> [EXERCISE AIM]:
Print the data that follows without changing a single word.

> [MATERIAL TO PROCESS]:
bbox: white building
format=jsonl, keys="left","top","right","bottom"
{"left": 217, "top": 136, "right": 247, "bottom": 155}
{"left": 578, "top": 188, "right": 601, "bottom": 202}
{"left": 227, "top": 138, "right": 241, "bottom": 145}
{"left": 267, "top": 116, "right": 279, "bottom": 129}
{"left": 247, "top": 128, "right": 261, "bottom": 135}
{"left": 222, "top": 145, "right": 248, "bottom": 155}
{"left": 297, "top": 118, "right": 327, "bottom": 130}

> [RESPONSE AREA]:
bbox: white building
format=jsonl, keys="left","top","right","bottom"
{"left": 217, "top": 136, "right": 247, "bottom": 155}
{"left": 578, "top": 188, "right": 601, "bottom": 202}
{"left": 227, "top": 138, "right": 241, "bottom": 145}
{"left": 267, "top": 116, "right": 279, "bottom": 129}
{"left": 247, "top": 128, "right": 261, "bottom": 135}
{"left": 222, "top": 145, "right": 248, "bottom": 155}
{"left": 297, "top": 118, "right": 327, "bottom": 130}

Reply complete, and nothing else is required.